━━━━━ INPUT DATA

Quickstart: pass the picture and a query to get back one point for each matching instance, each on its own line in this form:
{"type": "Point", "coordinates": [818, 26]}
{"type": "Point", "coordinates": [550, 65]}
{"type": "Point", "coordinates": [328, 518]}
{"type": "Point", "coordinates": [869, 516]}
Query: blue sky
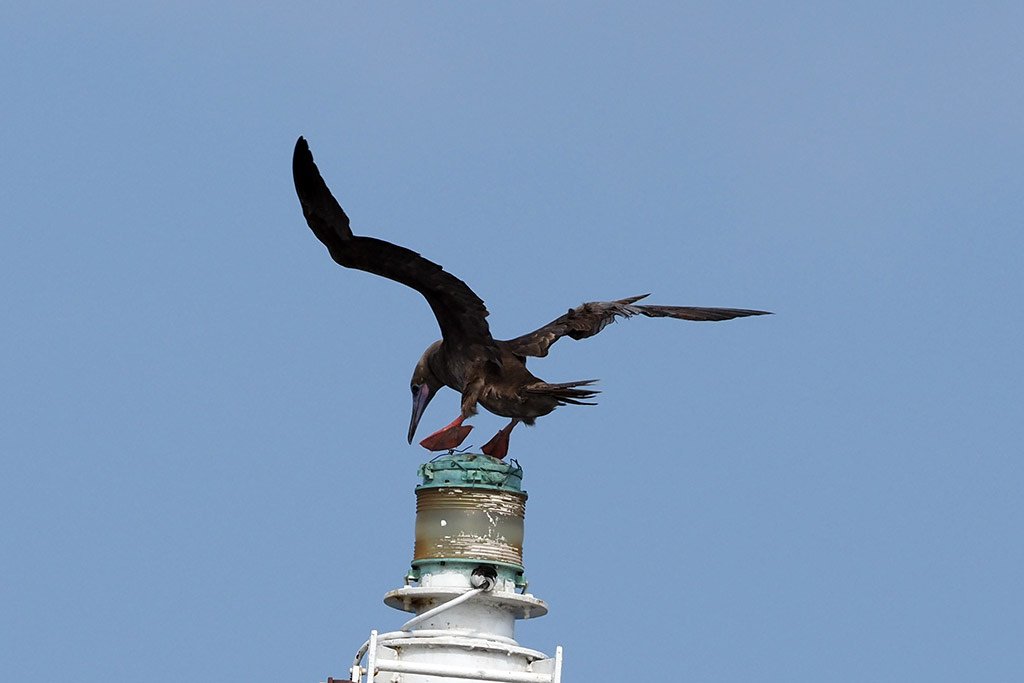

━━━━━━━━━━

# PROBLEM REQUIREMENTS
Return every line of the data above unchanged, leaving out the picture.

# RESPONSE FOR THIS EXERCISE
Quickstart: pass the picture and a query to get back one point for each matching instance, each on its own line in this form:
{"type": "Point", "coordinates": [818, 26]}
{"type": "Point", "coordinates": [550, 65]}
{"type": "Point", "coordinates": [328, 518]}
{"type": "Point", "coordinates": [869, 516]}
Query: blue sky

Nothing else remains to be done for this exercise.